▸ **WHAT THE TASK REQUIRES**:
Would you write out all the records again, exactly?

▸ **ENTRIES SUPPLIED**:
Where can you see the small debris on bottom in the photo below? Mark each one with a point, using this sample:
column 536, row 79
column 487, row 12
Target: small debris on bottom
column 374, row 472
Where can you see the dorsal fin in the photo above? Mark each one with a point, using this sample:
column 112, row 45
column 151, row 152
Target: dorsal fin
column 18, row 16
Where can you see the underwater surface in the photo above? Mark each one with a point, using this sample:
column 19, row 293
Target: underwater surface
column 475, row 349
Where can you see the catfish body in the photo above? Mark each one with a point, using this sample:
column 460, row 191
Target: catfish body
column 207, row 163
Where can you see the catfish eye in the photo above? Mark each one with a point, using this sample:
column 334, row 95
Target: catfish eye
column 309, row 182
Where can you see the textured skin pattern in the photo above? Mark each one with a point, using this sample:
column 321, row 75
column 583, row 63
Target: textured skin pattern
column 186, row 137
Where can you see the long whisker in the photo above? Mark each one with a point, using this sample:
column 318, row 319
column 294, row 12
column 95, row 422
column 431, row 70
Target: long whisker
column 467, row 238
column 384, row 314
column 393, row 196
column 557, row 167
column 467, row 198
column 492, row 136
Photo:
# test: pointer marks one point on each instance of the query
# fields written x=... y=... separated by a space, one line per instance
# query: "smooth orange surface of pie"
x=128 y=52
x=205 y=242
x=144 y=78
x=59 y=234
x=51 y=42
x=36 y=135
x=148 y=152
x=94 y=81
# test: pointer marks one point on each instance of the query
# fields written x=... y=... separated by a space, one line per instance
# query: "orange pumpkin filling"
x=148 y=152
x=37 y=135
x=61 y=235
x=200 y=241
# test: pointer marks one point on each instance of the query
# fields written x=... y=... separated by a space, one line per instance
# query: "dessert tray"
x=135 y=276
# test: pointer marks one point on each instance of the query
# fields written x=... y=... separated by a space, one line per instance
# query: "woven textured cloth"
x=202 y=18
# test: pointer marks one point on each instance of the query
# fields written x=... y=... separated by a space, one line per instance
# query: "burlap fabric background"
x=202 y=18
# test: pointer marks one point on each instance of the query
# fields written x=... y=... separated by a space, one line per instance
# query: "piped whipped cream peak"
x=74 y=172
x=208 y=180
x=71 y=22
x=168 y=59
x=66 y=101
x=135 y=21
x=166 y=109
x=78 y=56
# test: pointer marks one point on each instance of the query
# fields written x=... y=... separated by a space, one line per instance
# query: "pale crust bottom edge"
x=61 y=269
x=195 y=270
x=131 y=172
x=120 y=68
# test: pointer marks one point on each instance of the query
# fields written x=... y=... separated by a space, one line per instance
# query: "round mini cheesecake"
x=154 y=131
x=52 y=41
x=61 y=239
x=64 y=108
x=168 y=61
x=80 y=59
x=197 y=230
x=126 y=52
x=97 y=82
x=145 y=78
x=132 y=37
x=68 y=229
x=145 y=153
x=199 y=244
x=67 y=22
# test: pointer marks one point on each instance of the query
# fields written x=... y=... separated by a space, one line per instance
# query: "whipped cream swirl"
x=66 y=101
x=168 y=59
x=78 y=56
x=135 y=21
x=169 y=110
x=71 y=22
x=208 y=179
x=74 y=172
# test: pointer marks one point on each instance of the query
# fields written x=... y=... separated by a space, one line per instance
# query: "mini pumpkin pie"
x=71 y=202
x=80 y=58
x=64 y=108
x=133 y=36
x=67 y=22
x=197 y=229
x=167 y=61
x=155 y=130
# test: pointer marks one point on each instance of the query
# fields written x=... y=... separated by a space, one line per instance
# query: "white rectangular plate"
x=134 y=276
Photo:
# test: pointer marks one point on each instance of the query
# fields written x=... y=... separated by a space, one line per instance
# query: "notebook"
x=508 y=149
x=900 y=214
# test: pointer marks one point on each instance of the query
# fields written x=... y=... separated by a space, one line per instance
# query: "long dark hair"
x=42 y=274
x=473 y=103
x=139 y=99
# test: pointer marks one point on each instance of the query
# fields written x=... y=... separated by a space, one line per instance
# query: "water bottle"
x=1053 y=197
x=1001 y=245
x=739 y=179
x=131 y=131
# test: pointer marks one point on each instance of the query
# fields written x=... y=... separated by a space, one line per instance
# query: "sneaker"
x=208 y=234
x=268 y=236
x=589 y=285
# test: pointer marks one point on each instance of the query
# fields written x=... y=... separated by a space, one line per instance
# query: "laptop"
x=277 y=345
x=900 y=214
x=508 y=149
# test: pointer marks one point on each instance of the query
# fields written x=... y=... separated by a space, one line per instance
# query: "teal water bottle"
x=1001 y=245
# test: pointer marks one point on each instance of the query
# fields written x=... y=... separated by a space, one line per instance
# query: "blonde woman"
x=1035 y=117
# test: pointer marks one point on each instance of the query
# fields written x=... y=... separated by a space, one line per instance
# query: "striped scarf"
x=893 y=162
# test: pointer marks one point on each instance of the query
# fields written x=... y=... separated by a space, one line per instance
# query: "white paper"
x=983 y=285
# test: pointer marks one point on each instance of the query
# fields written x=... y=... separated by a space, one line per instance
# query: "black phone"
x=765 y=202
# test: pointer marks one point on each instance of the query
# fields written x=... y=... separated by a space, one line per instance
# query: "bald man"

▸ **COMPLETED TASK**:
Where can you see the small debris on bottom in the photo below? Mark each one with a point, using this sample:
column 536, row 79
column 487, row 12
Target: small debris on bottom
column 374, row 472
Where can you see the dorsal fin in the photo above? Mark each one with a point, using this sample:
column 112, row 45
column 151, row 152
Target: dorsal fin
column 18, row 16
Where can you see the underwater surface in the photo above? Mark each one with a point, using this sample:
column 19, row 293
Target: underwater surface
column 475, row 349
Where can you see the catfish body in the photo above? Mark each one with a point, using this sample:
column 460, row 191
Target: catfish body
column 207, row 163
Where can you see the catfish eye in the photo above? Mark each one with a point, using this sample:
column 334, row 95
Target: catfish eye
column 309, row 182
Where can you see the textured skin pattern in the photo above? Mark each one with a point, using this sample:
column 321, row 75
column 583, row 63
Target: textured skin pattern
column 186, row 137
Where can you see the long whisker in the photo above? Mark each one with a point, using this sample:
column 318, row 319
column 294, row 12
column 95, row 422
column 431, row 70
Target: long whisker
column 467, row 238
column 384, row 314
column 393, row 196
column 557, row 167
column 467, row 198
column 492, row 136
Photo:
# test: pointer marks one point on each instance of the query
# fields written x=... y=... separated by a space, one line per instance
# query: "smooth orange surface of pie"
x=128 y=52
x=205 y=242
x=144 y=78
x=59 y=234
x=51 y=42
x=36 y=135
x=148 y=152
x=94 y=81
# test: pointer marks one point on each instance of the query
# fields written x=... y=... separated by a space, one line per instance
# query: "orange pumpkin filling"
x=148 y=152
x=37 y=135
x=61 y=235
x=200 y=241
# test: pointer marks one point on each instance of the query
# fields written x=... y=... separated by a space, one line per instance
# query: "dessert tray"
x=135 y=276
# test: pointer marks one point on each instance of the query
# fields written x=... y=... separated by a space, one line per instance
# query: "woven textured cloth"
x=202 y=18
# test: pointer marks one point on each instance of the query
# fields written x=... y=... separated by a space, one line per instance
# query: "burlap fabric background"
x=202 y=18
# test: pointer marks one point on each instance of the query
# fields written x=... y=... separated by a space, one line per instance
# query: "piped whipped cream peak"
x=74 y=172
x=208 y=180
x=71 y=22
x=168 y=59
x=66 y=101
x=135 y=21
x=166 y=109
x=78 y=56
# test: pointer marks one point on each instance of the query
# fields written x=... y=... separated by a space, one line per instance
# query: "pale crust bottom edge"
x=61 y=269
x=195 y=270
x=131 y=172
x=120 y=68
# test: pointer marks one point on each instance of the query
# fields written x=... y=... separated by a space, one line per instance
# query: "round mini cheesecake"
x=154 y=131
x=52 y=41
x=61 y=239
x=64 y=108
x=168 y=61
x=80 y=59
x=197 y=230
x=126 y=52
x=97 y=82
x=145 y=78
x=132 y=37
x=68 y=229
x=145 y=153
x=199 y=244
x=67 y=22
# test: pointer marks one point on each instance of the query
# fields written x=... y=... separated by a space, one line per instance
# query: "whipped cream swirl"
x=66 y=101
x=168 y=59
x=78 y=56
x=135 y=21
x=169 y=110
x=71 y=22
x=208 y=179
x=74 y=172
# test: pointer marks one point on each instance of the query
# fields written x=... y=... separated by a space, one line per instance
# query: "mini pumpkin pie"
x=71 y=202
x=80 y=58
x=64 y=108
x=133 y=36
x=67 y=22
x=197 y=229
x=167 y=61
x=155 y=130
# test: pointer marks one point on each instance of the query
# fields written x=... y=... separated by a space, one line per instance
# query: "white rectangular plate"
x=134 y=276
Photo:
# test: pointer marks one point on each instance of the query
# fields written x=... y=... separated by a space, one line per instance
# query: "notebook"
x=508 y=149
x=900 y=214
# test: pointer marks one point on each instance of the query
# fields written x=... y=... separated by a space, one line per instance
# query: "long dark hair"
x=42 y=274
x=473 y=103
x=139 y=99
# test: pointer marks one point on each instance of the query
# fields written x=... y=... separated by a space, one line per instance
# query: "water bottle"
x=1053 y=197
x=1001 y=245
x=739 y=179
x=131 y=131
# test: pointer marks one point on each instance of the query
# fields written x=... y=... separated by a space, one line per instance
# query: "sneaker"
x=208 y=234
x=268 y=236
x=589 y=285
# test: pointer marks one point on each instance of the query
# fields written x=... y=... separated by a space, one line per instance
# query: "laptop"
x=277 y=345
x=900 y=214
x=508 y=149
# test: pointer marks one point on each instance of the query
# fields written x=... y=... separated by a space, one line per instance
# query: "teal water bottle"
x=1001 y=245
# test: pointer marks one point on each instance of the query
# fields written x=... y=... separated by a space, one line per instance
# query: "blonde woman"
x=1035 y=117
# test: pointer marks one point on each instance of the query
# fields written x=... y=... separated by a space, one line per instance
# query: "striped scarf"
x=893 y=162
# test: pointer marks one point on each instance of the query
# fields written x=... y=... separated by a space, one line per instance
# query: "white paper"
x=983 y=285
# test: pointer marks one point on each instance of the query
# fields written x=... y=... separated by a space, one line per instance
# query: "black phone"
x=765 y=202
# test: pointer marks one point on each instance of the query
# fields written x=... y=... separated by a space, one line per instance
# query: "bald man"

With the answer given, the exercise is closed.